- [Work to be completed]
Copy each line of the data below that contains the string "surface".

____________________

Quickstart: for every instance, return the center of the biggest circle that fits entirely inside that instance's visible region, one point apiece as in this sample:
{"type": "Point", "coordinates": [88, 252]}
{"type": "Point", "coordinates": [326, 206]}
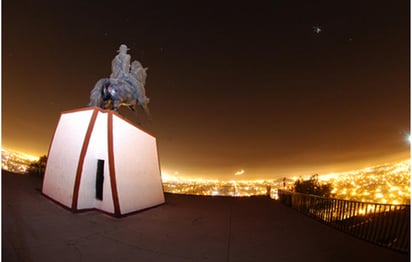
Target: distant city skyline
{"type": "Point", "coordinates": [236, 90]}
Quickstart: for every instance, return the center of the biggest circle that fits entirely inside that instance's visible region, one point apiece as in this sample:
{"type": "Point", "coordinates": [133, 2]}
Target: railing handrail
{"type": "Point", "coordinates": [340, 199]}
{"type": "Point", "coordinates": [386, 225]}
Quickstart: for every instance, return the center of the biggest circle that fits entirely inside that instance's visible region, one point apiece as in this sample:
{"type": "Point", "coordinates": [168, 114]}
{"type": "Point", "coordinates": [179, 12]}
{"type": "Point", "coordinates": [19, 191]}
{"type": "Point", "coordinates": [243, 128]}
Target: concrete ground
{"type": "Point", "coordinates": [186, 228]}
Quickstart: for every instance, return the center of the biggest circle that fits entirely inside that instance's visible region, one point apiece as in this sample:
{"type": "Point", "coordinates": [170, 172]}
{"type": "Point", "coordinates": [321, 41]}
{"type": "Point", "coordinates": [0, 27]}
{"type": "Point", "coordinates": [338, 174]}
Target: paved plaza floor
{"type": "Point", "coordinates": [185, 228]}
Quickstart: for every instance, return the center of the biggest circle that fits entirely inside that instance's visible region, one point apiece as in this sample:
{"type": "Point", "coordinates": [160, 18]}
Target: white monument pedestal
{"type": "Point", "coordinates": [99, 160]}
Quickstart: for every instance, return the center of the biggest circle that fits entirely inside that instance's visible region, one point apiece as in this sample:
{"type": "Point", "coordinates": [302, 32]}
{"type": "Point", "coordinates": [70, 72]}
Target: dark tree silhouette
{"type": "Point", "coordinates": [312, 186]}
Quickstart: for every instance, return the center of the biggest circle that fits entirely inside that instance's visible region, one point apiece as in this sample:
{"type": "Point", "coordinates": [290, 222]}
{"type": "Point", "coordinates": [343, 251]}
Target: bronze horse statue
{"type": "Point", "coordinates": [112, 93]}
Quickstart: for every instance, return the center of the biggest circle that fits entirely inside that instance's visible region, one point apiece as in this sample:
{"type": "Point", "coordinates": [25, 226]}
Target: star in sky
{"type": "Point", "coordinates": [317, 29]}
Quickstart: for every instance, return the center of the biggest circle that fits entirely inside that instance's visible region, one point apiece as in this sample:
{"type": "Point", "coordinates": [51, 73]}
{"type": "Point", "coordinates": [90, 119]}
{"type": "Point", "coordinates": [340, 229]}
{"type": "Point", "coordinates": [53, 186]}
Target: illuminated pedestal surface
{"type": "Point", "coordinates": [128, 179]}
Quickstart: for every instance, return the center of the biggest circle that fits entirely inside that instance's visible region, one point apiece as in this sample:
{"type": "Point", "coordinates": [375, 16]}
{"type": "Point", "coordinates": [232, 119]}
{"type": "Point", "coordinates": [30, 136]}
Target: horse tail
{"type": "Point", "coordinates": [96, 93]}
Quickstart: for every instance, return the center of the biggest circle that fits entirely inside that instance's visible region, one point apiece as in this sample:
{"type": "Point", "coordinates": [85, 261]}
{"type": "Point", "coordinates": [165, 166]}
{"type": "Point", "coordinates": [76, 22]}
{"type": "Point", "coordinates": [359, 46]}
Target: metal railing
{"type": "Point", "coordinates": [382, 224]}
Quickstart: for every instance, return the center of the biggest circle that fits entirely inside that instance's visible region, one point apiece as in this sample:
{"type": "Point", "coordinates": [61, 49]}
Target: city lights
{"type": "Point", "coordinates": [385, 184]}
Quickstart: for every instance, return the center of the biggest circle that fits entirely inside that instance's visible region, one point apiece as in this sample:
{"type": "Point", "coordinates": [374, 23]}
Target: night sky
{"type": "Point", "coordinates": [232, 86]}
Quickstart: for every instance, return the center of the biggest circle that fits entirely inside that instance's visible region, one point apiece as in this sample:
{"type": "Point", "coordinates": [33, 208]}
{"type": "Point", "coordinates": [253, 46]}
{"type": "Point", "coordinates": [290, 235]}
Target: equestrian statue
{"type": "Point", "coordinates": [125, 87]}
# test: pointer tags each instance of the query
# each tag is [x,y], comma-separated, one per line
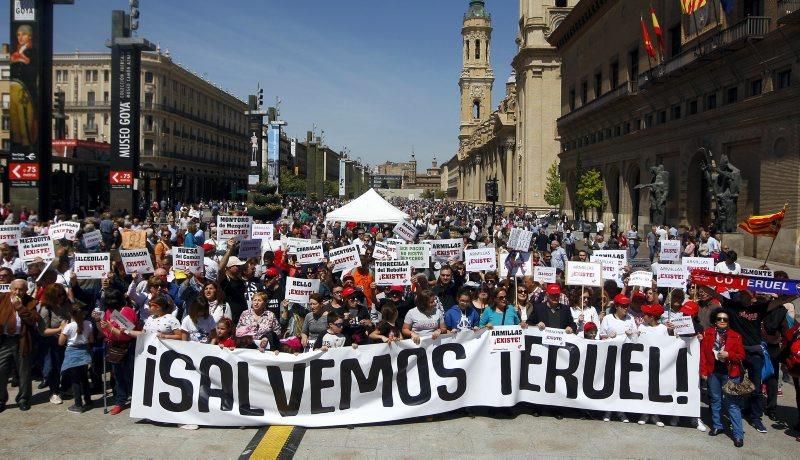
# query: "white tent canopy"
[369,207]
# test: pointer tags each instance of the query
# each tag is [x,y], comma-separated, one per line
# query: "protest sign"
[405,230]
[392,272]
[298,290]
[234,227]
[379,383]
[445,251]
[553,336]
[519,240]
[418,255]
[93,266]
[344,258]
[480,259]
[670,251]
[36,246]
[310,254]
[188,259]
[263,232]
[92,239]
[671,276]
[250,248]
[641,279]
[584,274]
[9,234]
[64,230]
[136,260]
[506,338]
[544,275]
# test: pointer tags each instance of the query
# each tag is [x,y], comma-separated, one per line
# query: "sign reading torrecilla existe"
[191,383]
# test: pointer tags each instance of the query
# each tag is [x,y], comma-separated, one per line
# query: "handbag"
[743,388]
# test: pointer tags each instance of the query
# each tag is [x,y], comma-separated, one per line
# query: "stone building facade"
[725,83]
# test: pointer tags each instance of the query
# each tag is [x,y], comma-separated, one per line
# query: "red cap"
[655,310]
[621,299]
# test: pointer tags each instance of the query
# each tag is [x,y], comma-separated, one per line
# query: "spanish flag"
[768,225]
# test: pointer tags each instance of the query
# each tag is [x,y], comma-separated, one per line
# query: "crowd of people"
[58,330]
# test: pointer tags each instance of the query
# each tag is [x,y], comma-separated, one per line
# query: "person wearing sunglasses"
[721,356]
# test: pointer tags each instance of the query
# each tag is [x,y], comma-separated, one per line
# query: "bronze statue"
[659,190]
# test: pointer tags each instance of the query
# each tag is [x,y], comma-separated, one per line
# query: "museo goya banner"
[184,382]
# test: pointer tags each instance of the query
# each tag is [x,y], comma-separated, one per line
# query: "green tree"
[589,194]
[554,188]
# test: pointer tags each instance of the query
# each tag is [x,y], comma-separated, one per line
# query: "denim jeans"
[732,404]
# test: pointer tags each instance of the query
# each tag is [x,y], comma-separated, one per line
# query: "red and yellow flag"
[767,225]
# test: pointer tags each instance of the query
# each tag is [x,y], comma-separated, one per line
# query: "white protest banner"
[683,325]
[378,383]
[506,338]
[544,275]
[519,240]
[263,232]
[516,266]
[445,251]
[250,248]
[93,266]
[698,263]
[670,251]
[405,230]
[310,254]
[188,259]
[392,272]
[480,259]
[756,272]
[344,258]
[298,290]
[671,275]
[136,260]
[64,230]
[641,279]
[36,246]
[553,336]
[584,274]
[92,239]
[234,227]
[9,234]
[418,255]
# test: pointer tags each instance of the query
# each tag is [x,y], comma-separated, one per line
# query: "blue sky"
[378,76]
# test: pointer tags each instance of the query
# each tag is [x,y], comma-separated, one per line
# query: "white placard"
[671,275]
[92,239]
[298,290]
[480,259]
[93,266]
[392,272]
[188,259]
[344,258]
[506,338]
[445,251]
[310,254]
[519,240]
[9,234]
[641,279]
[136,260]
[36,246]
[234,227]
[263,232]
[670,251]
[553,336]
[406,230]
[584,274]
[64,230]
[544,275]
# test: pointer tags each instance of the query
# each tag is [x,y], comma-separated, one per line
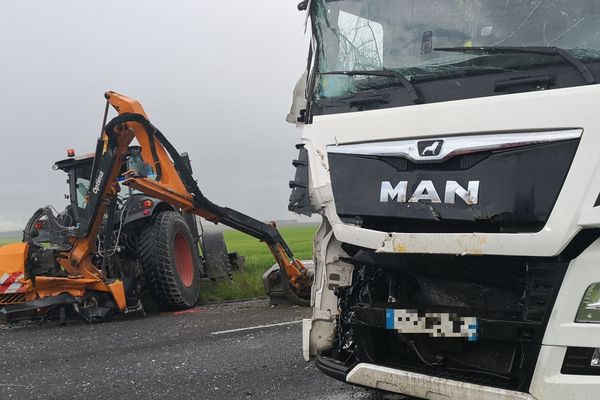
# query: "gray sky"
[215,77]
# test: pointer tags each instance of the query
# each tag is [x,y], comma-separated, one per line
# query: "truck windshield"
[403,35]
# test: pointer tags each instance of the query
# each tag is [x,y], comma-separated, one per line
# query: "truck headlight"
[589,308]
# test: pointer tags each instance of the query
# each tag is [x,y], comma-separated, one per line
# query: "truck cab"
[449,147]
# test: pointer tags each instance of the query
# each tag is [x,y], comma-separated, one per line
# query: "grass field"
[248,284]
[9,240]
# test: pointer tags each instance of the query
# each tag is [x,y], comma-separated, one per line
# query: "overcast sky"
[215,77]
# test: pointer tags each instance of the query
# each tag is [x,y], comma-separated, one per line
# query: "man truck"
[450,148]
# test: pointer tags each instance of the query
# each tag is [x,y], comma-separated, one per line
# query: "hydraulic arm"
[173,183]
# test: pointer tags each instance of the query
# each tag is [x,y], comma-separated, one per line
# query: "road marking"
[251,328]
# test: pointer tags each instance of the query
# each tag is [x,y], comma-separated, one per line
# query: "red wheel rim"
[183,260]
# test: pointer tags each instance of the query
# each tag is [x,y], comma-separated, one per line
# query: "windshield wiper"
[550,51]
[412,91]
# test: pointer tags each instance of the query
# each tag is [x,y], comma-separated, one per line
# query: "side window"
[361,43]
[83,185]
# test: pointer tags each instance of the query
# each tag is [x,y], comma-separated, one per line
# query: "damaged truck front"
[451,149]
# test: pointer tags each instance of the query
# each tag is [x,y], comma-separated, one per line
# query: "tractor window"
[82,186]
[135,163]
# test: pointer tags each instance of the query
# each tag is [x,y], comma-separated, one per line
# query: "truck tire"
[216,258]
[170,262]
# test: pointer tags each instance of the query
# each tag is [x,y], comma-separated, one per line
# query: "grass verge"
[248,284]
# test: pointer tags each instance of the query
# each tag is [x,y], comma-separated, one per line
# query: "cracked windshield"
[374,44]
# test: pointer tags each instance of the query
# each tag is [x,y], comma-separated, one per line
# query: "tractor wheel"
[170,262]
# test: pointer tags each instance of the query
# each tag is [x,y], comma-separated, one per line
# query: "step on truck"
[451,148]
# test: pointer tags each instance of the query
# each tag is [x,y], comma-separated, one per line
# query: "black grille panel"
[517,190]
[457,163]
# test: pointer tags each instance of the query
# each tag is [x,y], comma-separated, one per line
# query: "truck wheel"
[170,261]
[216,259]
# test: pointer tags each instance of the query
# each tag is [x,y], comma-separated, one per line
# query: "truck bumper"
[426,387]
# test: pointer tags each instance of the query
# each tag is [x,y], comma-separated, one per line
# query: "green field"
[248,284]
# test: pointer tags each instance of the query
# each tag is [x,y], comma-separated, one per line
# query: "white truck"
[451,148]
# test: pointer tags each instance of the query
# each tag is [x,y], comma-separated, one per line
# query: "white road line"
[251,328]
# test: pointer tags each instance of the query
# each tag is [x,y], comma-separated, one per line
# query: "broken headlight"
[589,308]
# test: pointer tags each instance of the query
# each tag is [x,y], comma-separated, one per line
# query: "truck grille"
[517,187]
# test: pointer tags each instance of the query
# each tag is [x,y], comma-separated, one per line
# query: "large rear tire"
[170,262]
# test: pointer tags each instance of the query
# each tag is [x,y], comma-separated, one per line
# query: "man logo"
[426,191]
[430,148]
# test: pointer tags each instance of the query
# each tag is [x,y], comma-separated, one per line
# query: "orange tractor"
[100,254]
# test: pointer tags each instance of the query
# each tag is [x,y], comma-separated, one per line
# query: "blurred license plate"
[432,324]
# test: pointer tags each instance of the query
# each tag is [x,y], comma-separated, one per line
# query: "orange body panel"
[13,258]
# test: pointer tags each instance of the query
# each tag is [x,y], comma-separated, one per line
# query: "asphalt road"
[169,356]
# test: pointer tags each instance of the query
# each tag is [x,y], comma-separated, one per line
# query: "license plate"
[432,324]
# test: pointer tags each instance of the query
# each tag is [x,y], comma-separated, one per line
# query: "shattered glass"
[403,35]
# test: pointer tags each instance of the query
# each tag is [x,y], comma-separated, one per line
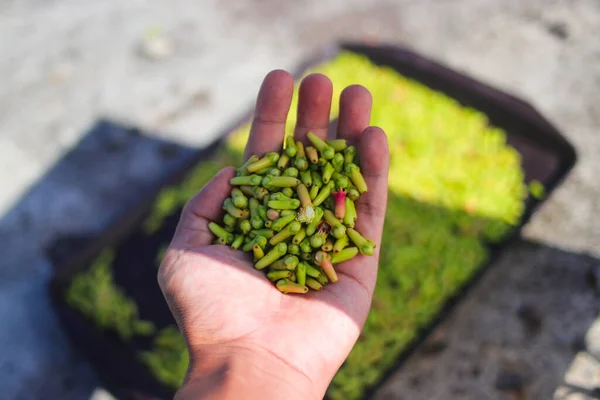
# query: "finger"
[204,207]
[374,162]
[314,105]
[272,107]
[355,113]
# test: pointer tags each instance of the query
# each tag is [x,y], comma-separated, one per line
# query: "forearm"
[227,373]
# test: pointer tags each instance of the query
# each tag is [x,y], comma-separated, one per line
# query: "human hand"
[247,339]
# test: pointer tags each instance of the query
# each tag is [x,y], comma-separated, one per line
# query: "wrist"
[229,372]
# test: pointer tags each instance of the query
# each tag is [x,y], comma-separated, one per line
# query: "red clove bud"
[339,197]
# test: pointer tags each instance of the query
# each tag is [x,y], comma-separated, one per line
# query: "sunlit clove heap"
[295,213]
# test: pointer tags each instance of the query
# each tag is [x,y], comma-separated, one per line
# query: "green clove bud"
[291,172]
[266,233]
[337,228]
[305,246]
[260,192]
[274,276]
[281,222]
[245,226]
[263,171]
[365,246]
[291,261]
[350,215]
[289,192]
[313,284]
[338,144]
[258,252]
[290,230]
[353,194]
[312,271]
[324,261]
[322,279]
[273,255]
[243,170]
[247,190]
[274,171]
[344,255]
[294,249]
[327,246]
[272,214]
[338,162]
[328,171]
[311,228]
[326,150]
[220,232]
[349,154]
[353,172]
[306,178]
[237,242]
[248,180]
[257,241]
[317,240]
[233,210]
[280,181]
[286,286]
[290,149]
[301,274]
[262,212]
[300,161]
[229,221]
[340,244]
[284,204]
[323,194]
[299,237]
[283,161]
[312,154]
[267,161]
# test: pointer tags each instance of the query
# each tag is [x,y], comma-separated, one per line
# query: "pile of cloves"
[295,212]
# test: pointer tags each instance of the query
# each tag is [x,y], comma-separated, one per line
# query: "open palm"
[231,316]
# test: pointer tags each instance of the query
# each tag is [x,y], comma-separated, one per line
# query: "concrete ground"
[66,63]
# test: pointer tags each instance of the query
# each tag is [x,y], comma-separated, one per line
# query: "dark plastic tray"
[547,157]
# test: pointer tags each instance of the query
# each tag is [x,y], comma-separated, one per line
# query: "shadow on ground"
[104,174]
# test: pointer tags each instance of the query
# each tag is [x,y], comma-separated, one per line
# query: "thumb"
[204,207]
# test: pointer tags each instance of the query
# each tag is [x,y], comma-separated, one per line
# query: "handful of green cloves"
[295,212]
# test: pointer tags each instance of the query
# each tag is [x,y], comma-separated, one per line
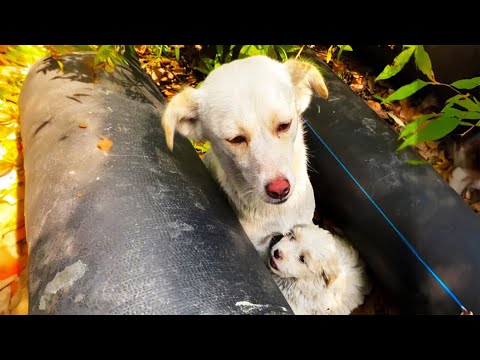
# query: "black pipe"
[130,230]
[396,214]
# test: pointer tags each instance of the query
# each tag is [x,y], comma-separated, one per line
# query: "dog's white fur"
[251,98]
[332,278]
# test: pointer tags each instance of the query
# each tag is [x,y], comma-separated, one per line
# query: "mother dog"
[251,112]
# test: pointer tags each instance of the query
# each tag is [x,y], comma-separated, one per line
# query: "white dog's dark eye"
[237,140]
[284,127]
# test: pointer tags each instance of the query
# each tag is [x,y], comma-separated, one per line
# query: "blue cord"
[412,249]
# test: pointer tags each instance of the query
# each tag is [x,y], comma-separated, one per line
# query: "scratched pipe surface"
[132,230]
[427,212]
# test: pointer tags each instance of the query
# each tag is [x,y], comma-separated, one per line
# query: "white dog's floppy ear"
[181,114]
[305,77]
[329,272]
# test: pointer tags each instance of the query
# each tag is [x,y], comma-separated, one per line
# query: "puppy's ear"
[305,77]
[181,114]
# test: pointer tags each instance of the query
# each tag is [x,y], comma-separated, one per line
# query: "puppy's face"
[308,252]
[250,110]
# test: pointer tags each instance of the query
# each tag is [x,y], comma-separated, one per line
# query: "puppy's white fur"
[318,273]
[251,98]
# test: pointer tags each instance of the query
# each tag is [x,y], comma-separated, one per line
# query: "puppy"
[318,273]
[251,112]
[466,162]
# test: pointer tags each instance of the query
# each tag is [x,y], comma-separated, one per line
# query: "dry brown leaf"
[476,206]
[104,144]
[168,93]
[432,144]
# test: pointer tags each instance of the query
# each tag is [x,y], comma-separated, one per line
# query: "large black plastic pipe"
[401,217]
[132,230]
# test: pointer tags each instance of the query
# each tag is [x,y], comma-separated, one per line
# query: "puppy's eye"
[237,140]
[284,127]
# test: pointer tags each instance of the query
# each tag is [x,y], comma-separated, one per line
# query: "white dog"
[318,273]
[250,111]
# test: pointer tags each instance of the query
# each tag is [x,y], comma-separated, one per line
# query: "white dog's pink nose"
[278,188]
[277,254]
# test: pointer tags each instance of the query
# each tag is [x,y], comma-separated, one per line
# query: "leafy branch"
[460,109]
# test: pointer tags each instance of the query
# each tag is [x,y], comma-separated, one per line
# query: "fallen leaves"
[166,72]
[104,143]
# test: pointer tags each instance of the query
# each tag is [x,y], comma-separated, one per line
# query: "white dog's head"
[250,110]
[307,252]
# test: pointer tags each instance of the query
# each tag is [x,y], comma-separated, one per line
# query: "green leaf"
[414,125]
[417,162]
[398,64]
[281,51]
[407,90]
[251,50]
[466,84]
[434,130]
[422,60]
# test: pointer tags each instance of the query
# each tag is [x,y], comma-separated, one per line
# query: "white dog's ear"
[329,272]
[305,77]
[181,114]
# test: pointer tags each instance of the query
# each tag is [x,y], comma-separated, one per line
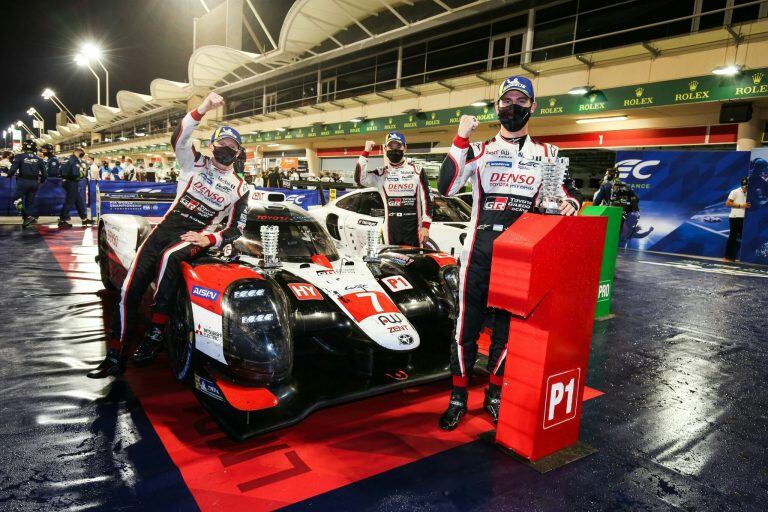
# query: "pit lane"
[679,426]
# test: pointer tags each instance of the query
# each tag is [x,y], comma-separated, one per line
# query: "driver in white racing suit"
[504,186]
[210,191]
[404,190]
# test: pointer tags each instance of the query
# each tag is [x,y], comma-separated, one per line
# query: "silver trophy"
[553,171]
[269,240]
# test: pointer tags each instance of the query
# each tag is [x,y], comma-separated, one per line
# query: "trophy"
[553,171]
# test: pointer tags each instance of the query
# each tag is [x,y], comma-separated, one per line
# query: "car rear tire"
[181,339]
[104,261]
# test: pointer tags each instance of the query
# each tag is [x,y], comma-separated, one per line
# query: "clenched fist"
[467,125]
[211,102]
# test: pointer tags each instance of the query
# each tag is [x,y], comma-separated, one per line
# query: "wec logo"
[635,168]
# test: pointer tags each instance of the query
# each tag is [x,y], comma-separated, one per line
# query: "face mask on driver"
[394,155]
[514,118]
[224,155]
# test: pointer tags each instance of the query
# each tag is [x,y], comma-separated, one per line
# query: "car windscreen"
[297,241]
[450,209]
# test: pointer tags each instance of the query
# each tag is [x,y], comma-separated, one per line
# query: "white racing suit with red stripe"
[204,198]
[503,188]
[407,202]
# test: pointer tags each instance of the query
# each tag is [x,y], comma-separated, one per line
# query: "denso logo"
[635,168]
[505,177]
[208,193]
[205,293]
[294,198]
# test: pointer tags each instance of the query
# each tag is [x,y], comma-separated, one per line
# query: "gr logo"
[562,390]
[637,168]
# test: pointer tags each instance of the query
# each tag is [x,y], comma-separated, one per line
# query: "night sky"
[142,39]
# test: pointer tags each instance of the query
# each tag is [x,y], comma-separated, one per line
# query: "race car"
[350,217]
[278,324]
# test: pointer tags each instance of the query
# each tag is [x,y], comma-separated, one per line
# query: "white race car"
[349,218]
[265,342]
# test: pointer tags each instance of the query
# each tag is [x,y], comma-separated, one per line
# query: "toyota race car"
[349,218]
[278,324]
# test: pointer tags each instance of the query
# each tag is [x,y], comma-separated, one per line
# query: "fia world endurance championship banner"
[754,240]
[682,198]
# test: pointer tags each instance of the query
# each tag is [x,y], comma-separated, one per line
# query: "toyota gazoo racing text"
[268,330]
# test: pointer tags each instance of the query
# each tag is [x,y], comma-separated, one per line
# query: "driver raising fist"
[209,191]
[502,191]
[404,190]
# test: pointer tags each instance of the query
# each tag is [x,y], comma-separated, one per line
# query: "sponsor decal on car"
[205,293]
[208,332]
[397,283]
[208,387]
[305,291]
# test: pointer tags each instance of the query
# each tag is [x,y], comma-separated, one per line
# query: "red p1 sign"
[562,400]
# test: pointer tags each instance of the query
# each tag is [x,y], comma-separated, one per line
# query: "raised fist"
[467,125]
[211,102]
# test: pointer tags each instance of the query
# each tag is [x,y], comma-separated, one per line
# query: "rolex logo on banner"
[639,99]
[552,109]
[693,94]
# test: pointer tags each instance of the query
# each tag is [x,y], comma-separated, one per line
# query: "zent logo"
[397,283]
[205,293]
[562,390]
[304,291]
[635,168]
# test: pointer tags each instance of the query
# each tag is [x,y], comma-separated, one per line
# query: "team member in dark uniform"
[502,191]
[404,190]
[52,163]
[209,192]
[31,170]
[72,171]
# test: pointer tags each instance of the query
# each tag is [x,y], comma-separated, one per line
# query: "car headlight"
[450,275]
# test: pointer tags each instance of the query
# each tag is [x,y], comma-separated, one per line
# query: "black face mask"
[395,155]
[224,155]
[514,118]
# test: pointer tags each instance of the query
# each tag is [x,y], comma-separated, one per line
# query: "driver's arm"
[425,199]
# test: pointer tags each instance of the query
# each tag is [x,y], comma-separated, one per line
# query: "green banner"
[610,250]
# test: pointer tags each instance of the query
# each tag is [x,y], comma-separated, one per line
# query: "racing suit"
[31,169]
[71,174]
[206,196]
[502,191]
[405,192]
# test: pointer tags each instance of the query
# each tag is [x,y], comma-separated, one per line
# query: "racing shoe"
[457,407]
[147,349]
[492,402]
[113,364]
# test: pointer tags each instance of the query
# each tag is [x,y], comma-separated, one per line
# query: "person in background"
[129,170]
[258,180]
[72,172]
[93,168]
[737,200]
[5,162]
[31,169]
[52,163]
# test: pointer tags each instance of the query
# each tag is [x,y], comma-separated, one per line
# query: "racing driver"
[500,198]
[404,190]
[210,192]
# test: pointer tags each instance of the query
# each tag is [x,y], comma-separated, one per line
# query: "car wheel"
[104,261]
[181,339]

____________________

- [Worked solution]
Target: illuminated pedestal surface
# query: "scratched pipe surface"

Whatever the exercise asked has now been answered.